> Reading text
....................

During a time of separation, the Covid-19 health crisis moved many families to buy more room for children and grandparents
U.S. home buyers are looking to go big.
Multigenerational homes were more popular than ever in 2020, with 12% of buyers purchasing such a residence, according to a report Tuesday from the National Association of Realtors.
Generation X buyers, those between the ages of 41 to 55, were the most likely to do so, with 18% buying a property for several generations of their family last year, the data showed. About 17% of the oldest buyers, above age 75, purchased similar homes in 2020.
Millennial buyers, ranging from 22 to 40, made up the biggest percentage of all home buyers, 37%, in 2020, according to the study. Buyers from this age group have made up the largest share of U.S. buyers since 2014, the report said.
Generation X made up 24% of buyers, while Baby Boomers, ages 56 to 74, accounted for 32%, the data showed. Generation Z, ages 18 to 21, made up just 2% of buyers.
Buyers from Generation X paid the largest median price, $305,000, for a home in 2020, according to the study. In addition, 17% of that cohort spent more than $500,000 on a new home, the highest price point outlined in the report.

....................

Stored data entries
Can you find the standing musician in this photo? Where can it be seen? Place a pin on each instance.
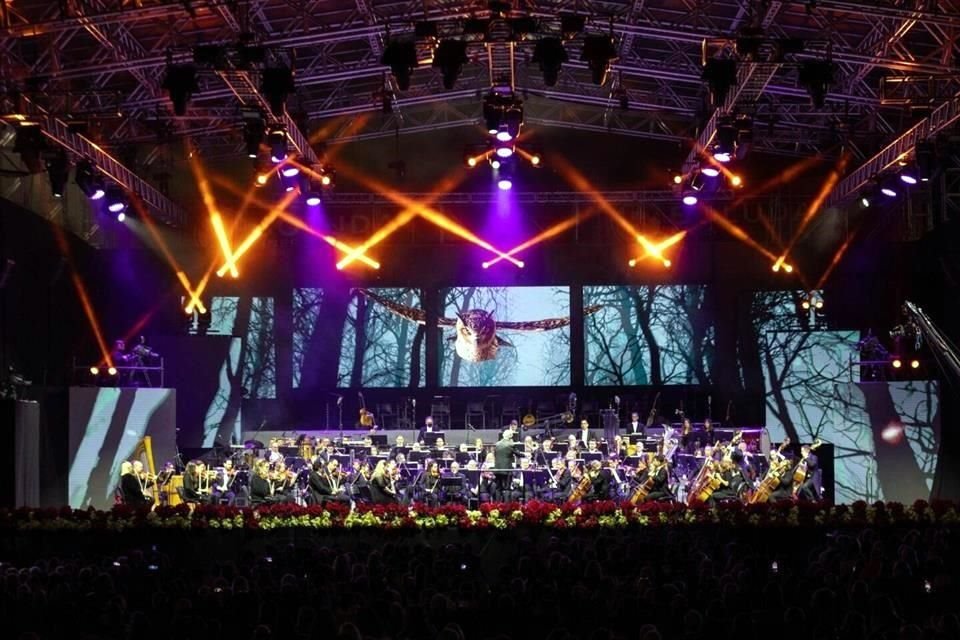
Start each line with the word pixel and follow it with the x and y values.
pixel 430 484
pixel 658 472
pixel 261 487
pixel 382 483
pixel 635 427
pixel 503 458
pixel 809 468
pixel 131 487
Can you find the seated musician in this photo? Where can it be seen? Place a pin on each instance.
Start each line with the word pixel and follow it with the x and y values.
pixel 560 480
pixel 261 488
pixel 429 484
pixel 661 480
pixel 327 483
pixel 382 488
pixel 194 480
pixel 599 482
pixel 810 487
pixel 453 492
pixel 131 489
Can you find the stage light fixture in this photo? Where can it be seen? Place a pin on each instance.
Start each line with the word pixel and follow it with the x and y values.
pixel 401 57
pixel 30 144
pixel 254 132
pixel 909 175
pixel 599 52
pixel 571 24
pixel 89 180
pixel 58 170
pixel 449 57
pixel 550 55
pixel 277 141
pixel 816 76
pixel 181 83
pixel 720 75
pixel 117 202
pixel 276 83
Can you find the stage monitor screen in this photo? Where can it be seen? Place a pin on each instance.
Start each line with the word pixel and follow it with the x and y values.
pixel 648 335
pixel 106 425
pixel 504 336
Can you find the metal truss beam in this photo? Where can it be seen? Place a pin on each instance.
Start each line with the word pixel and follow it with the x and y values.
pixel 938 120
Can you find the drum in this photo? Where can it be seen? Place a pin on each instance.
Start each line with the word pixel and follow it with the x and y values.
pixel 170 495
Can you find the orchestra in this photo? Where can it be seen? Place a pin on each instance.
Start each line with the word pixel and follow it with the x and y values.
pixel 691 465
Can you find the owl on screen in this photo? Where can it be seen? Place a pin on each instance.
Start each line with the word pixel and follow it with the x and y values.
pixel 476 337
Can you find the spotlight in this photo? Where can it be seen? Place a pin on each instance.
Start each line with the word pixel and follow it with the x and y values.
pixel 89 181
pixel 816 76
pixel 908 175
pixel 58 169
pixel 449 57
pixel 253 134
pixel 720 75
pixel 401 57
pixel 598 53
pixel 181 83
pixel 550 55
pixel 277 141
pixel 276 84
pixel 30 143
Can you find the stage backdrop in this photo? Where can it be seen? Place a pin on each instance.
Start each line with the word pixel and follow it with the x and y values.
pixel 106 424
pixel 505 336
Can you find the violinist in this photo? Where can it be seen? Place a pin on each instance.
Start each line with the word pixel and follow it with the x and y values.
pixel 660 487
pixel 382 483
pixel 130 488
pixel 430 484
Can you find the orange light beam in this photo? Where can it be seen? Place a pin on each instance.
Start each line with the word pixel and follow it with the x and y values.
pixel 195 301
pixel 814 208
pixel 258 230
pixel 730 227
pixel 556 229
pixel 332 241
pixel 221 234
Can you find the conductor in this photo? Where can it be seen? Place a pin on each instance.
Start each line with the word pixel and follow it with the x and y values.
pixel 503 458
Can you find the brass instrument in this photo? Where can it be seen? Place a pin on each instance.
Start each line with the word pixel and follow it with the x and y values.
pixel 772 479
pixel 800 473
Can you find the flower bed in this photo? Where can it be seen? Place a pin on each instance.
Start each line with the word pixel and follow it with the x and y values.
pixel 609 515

....................

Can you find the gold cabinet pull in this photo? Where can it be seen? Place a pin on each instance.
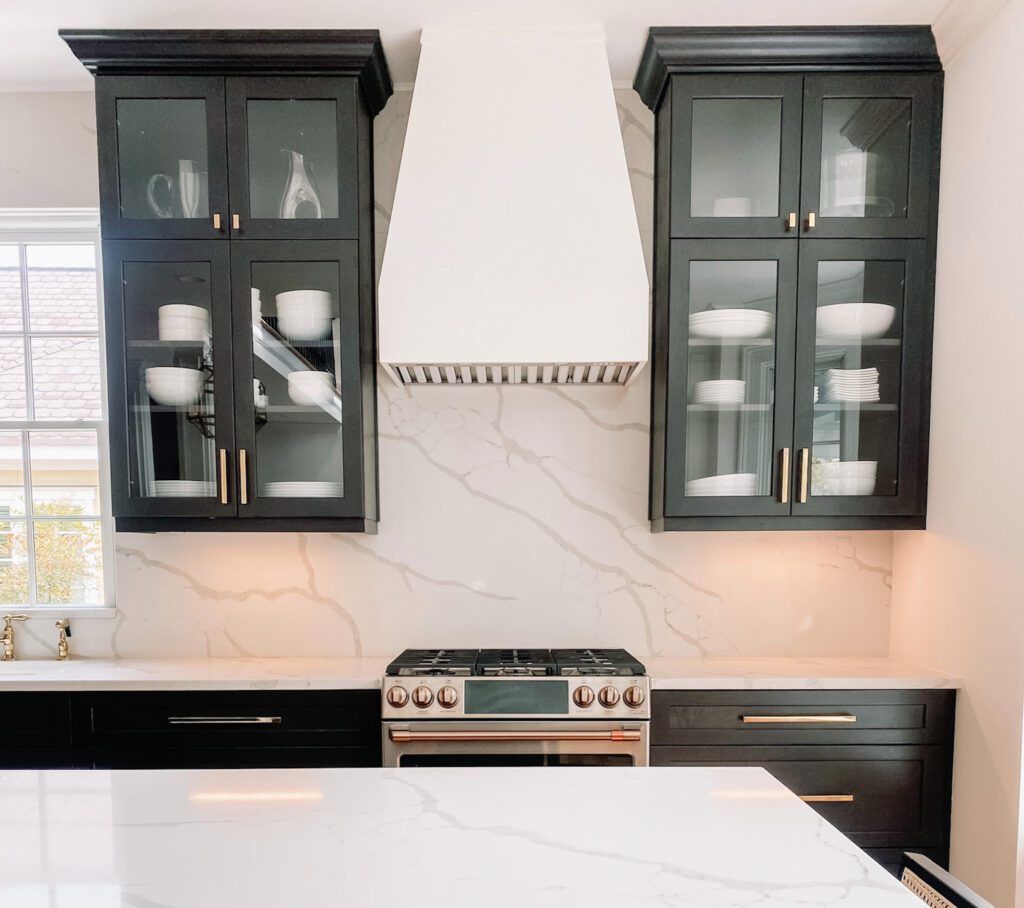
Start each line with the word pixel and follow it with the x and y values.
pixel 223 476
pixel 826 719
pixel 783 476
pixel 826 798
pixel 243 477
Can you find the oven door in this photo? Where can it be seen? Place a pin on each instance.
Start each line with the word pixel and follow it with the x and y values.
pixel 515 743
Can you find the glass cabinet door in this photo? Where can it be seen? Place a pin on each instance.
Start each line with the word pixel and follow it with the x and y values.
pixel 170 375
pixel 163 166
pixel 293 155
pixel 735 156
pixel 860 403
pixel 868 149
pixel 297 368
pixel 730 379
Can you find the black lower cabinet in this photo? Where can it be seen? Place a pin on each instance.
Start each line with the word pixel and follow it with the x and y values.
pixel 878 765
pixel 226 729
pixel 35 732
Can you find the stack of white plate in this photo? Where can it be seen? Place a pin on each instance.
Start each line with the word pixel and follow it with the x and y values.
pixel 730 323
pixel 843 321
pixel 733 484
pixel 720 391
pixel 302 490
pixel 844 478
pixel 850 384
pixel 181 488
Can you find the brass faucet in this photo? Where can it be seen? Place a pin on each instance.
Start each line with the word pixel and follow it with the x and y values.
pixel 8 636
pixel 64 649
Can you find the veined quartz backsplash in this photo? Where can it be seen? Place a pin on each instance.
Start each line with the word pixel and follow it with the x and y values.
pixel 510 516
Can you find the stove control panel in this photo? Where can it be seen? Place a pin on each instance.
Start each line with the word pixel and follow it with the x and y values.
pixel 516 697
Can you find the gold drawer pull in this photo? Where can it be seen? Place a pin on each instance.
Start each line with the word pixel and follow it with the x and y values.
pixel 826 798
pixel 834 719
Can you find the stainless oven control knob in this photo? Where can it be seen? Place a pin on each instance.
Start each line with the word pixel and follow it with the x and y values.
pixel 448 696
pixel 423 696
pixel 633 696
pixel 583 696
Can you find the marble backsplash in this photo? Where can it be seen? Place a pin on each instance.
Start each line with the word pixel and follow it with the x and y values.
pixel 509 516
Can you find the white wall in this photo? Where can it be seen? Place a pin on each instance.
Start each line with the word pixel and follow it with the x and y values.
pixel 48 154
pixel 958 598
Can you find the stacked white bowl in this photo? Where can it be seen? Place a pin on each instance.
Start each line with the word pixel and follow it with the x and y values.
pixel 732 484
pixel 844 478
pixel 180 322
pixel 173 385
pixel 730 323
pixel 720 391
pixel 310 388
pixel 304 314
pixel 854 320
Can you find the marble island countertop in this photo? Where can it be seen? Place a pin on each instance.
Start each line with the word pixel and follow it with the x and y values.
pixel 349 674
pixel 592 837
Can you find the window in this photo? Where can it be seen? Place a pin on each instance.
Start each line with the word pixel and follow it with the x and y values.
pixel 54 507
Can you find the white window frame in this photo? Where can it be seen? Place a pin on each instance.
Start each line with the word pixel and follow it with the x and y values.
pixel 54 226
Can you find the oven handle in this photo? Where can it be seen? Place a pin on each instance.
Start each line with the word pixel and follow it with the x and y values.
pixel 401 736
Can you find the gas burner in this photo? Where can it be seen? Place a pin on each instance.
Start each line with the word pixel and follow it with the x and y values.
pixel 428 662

....................

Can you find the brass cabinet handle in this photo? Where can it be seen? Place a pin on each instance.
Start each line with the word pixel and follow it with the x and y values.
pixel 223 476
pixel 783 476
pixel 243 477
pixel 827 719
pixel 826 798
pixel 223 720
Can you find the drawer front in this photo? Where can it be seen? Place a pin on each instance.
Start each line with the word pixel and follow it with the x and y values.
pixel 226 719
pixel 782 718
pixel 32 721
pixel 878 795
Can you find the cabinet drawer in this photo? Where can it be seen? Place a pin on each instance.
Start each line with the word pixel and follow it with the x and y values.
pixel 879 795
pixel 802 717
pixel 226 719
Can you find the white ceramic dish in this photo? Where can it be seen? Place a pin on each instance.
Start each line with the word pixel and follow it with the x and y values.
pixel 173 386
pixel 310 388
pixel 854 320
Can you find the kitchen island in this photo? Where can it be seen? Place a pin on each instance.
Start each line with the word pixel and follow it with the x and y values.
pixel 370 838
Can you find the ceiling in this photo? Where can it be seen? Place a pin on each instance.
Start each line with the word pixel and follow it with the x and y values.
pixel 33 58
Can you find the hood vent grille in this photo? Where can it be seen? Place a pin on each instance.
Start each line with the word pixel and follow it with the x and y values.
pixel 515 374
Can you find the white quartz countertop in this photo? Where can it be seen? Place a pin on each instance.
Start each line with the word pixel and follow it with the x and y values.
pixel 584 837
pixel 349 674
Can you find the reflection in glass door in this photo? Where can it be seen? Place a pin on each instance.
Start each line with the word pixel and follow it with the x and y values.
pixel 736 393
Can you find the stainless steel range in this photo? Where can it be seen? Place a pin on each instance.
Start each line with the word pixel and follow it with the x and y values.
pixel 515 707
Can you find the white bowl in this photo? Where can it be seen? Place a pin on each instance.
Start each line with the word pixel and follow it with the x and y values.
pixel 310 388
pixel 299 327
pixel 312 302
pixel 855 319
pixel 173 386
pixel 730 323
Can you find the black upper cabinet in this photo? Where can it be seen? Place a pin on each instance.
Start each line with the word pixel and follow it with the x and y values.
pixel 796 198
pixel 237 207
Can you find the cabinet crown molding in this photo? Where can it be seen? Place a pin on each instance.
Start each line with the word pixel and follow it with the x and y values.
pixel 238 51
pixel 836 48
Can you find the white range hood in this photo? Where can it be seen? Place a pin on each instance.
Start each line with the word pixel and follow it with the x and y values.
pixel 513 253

....................

> Set of tasks
**1.** Using the text on U.S. home buyers, answer these:
(a) What share of buyers purchased a multigenerational home in 2020?
(b) Since what year have Millennial buyers made up the largest share of U.S. buyers?
(c) What median price did Generation X buyers pay for a home in 2020?
**2.** Pick up the text on U.S. home buyers after its last sentence and continue it.

> Answers
**1.**
(a) 12%
(b) 2014
(c) $305,000

**2.**
Older millennial buyers, 31 to 40, paid a median price of $300,000 for a property last year, with 18% spending more than $500,000, the study found.
Not surprisingly, younger millennials, 22 to 30, spent less. Only 6% bought a home for more than $500,000, and the median price of homes purchased by those in that age group was $229,000.
Results were based on 8,212 primary residence buyers who responded to a survey sent by the association in July 2020.
“There are a variety of reasons why large families and extended families are opting to live together, one of which is that it’s a great way to save money,” Jessica Lautz, vice president of demographics and behavioral insights for the National Association of Realtors, said in the report. “Also, in light of the pandemic, many grandparents and older relatives found that being under a single roof—quarantining with family rather than away—worked out better for them.”